Source:
┄┄┄┄┄┄┄┄┄┄

Why you should give away your work for free... Don't listen. If you make something and want to share it with others, do so. But do it because you want to, not because some blog post guilt trips you into it.
I don't see how the blog guilt trips anyone. I, instead, see very well constructed points on why one should consider contributing to open-source.
Mozilla, famously, open sources all of its code but more importantly dedicates all its trivial code to the public domain. If most competent developers / organization at the very least followed such a line of policy, think of the learning that could entail, technological advances that could be turbo-charged, all the duplicated work that could be avoided.
This isn't a hot-take by any measure. Examples of enormous impact of FOSS are right in front of us: More developers doing so only adds to this amazing ecosystem.
The blog post gives examples of how one can benefit from contributing to open source projects, e.g. "You can learn a lot from the source code" and "it can be very rewarding to see your own code helping so many people."
Reminds of that meme that I can't find now:
It shows how every open source proponent dreams how many people collaborate as a group on the project.
In reality it's just one guy that makes 99.9% of all commits and without him the project wouldn't even exist, everyone else is insignificant and irrelevant to the project.
yes, but when he gets fed up of it, that project can be forked and the cycle can continue.
I'm not sure to follow your comment: are you doubting the model? or the results?
Yes, but at least it is an activity that actually contributes to something and may provide a learning opportunity if you don't have a natural direction for your creativity.
I can think of an enormous corpus of things that does not contribute to anything in any way -- like watching sports ;)
Hardly.
Tons of projects needs documentation, translation, website/wiki updates etc.
Even a simple thing as triaging bugs is very important and contributes to the project, and is an excellent way to learn the codebase of you're a coder.

┄┄┄┄┄┄┄┄┄┄

Data excerpts:

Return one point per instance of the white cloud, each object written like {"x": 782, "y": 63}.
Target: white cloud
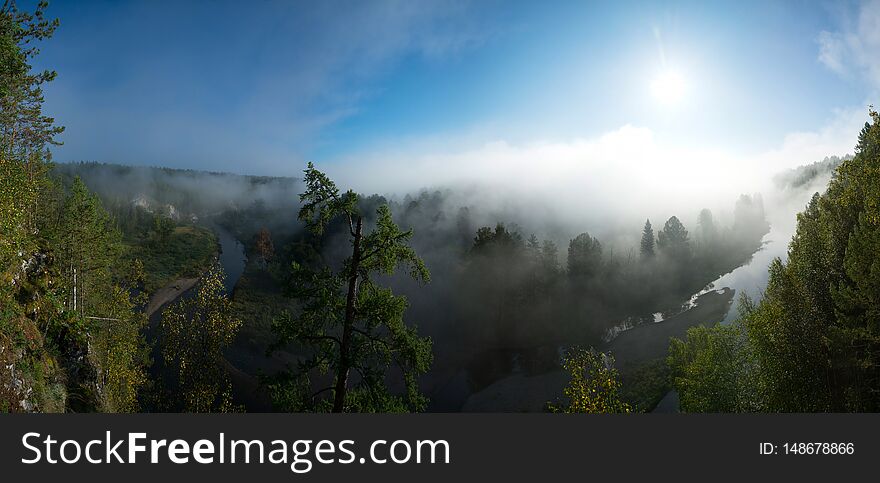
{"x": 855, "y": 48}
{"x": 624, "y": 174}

┄┄┄┄┄┄┄┄┄┄

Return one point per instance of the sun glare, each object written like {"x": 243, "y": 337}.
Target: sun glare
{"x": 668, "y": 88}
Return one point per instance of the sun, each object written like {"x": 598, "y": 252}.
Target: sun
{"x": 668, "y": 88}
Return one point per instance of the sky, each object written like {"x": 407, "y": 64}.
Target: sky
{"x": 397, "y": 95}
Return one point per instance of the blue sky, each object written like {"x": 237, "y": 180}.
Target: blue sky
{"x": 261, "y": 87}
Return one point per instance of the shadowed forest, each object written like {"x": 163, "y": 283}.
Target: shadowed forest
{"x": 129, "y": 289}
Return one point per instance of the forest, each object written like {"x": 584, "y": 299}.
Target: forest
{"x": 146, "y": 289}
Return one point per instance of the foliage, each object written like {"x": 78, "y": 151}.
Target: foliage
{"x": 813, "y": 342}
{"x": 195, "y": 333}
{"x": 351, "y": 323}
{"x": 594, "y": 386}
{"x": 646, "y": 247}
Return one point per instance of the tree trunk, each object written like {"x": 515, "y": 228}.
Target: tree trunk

┄┄┄┄┄┄┄┄┄┄

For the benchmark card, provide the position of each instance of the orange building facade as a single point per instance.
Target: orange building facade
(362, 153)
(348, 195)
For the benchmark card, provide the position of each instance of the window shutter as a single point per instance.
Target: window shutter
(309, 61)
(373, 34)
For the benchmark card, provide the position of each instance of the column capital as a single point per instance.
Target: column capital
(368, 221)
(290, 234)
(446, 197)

┄┄┄┄┄┄┄┄┄┄

To-do list:
1. Write out the part of the open-source discussion from "The blog post" to "to the project.".
2. List every kind of project work named in the last two lines of the open-source discussion.
Rely only on the open-source discussion for what follows.

Answers to the problems:
1.
The blog post gives examples of how one can benefit from contributing to open source projects, e.g. "You can learn a lot from the source code" and "it can be very rewarding to see your own code helping so many people."
Reminds of that meme that I can't find now:
It shows how every open source proponent dreams how many people collaborate as a group on the project.
In reality it's just one guy that makes 99.9% of all commits and without him the project wouldn't even exist, everyone else is insignificant and irrelevant to the project.

2.
- documentation
- translation
- website/wiki updates
- triaging bugs